Assigned task >> All of the data beneath this instruction is to be transcribed word for word.

== Supplied records ==

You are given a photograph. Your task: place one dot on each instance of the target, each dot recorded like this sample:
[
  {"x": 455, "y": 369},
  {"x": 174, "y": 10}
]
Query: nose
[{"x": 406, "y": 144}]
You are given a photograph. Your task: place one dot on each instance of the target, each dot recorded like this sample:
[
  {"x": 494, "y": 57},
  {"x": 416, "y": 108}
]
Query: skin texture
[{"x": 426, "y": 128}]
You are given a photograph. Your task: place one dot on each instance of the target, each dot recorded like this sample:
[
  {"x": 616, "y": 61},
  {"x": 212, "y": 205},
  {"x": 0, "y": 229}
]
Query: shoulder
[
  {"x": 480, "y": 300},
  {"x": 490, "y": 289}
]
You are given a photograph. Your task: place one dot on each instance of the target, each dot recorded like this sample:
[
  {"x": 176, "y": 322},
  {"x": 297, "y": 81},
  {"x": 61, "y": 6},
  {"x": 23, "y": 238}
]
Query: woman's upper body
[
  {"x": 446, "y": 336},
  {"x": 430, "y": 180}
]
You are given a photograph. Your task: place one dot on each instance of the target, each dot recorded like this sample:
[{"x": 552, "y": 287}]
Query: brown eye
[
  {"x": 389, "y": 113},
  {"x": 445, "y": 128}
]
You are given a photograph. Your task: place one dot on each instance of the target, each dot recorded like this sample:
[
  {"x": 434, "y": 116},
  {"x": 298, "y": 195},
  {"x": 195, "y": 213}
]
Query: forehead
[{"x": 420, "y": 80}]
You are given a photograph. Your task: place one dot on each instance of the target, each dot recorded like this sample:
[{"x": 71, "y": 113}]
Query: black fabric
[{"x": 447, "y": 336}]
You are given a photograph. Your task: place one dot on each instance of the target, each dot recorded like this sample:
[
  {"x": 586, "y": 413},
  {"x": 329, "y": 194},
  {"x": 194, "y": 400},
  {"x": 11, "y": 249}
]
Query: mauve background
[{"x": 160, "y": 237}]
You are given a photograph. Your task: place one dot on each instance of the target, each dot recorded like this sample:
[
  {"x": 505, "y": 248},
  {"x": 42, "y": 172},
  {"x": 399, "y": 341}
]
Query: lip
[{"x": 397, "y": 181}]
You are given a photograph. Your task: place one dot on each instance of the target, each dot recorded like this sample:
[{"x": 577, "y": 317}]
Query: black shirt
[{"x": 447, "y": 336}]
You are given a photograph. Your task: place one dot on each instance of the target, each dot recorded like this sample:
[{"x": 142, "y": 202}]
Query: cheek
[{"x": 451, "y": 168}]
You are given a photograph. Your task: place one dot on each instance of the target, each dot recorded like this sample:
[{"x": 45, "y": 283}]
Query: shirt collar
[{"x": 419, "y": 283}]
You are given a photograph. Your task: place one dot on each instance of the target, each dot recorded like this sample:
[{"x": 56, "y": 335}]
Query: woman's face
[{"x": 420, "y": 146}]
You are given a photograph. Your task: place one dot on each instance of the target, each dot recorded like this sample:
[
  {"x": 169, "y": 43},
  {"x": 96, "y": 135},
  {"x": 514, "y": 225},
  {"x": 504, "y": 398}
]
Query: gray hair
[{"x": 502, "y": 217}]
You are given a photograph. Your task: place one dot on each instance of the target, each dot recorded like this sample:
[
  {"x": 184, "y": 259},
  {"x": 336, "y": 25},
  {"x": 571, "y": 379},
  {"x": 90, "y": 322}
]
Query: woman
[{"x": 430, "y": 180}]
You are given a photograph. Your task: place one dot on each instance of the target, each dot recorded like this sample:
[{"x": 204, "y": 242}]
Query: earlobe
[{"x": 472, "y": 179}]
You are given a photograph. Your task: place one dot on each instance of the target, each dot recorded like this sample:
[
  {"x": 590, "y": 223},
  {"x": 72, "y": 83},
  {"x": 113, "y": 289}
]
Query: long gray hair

===

Answer section >>
You are given a photograph. Your task: place one dot on each instance of the target, each dot recorded like this sample:
[
  {"x": 455, "y": 369},
  {"x": 174, "y": 10}
]
Query: nose
[{"x": 406, "y": 144}]
You are given a photograph. Your task: place one dot on each instance of the target, each dot recorded like this sample:
[
  {"x": 494, "y": 57},
  {"x": 416, "y": 108}
]
Query: skin texture
[{"x": 426, "y": 128}]
You are given a photograph. Your task: place one dot on each instance of the target, each dot recorded like this sample:
[
  {"x": 616, "y": 61},
  {"x": 212, "y": 205},
  {"x": 0, "y": 229}
]
Query: shoulder
[
  {"x": 480, "y": 300},
  {"x": 490, "y": 289}
]
You are given a photograph. Your task: place one dot on each instance of the target, each dot recorded like this sample:
[
  {"x": 176, "y": 322},
  {"x": 297, "y": 81},
  {"x": 61, "y": 6},
  {"x": 23, "y": 238}
]
Query: woman's upper body
[
  {"x": 446, "y": 336},
  {"x": 430, "y": 180}
]
You are given a photograph. Your task: place one dot on each instance of the target, each dot recorded like this sample:
[{"x": 552, "y": 287}]
Query: brown eye
[
  {"x": 389, "y": 113},
  {"x": 445, "y": 128}
]
You are given a photograph. Your task: place one dot on each instance of the target, each dot recorded like this sample:
[
  {"x": 434, "y": 116},
  {"x": 298, "y": 195},
  {"x": 195, "y": 213}
]
Query: forehead
[{"x": 420, "y": 80}]
You are given a photograph. Your task: place one dot on each instance of the target, each dot recorded like this sample:
[{"x": 71, "y": 113}]
Query: black fabric
[{"x": 447, "y": 336}]
You are given a photograph. Your task: place one dot on each instance of the target, each dot recorded like this sample:
[
  {"x": 586, "y": 413},
  {"x": 329, "y": 194},
  {"x": 194, "y": 400},
  {"x": 11, "y": 249}
]
Query: mauve background
[{"x": 160, "y": 237}]
You are given a photograph. Your task: place one dot on each instance of the target, each dot recorded like this sample:
[
  {"x": 505, "y": 248},
  {"x": 42, "y": 172},
  {"x": 399, "y": 341}
]
Query: lip
[{"x": 397, "y": 181}]
You are given a photograph. Your task: place one dot on each instance of the target, each dot recorded like this sample:
[{"x": 577, "y": 317}]
Query: black shirt
[{"x": 447, "y": 336}]
You are given a photograph. Your task: place one dot on each instance of the target, each dot recorded like this sample:
[{"x": 142, "y": 202}]
Query: cheek
[{"x": 451, "y": 168}]
You are given a photograph. Your task: place one dot on each instance of the target, each dot recorded like this sample:
[{"x": 45, "y": 283}]
Query: shirt collar
[{"x": 419, "y": 283}]
You are given a photograph. Your task: place one dot on each instance of the target, each dot recorded like this sample:
[{"x": 56, "y": 335}]
Query: woman's face
[{"x": 420, "y": 146}]
You are given a photograph. Your task: place one dot on each instance of the target, each dot recorded like this sample:
[
  {"x": 169, "y": 43},
  {"x": 96, "y": 135},
  {"x": 514, "y": 225},
  {"x": 504, "y": 398}
]
Query: gray hair
[{"x": 502, "y": 217}]
You are given a photograph. Your task: place one dot on each instance of the target, each dot recorded like this sample:
[
  {"x": 184, "y": 259},
  {"x": 336, "y": 25},
  {"x": 571, "y": 379},
  {"x": 90, "y": 322}
]
Query: woman
[{"x": 430, "y": 180}]
You are given a photograph. Your task: place one dot on each instance of the target, each dot recorded like this sample:
[{"x": 204, "y": 242}]
Query: earlobe
[{"x": 472, "y": 179}]
You are given a photograph. Your task: place one dot on each instance of the target, each dot recorded like this sample:
[
  {"x": 590, "y": 223},
  {"x": 72, "y": 83},
  {"x": 113, "y": 289}
]
Query: long gray hair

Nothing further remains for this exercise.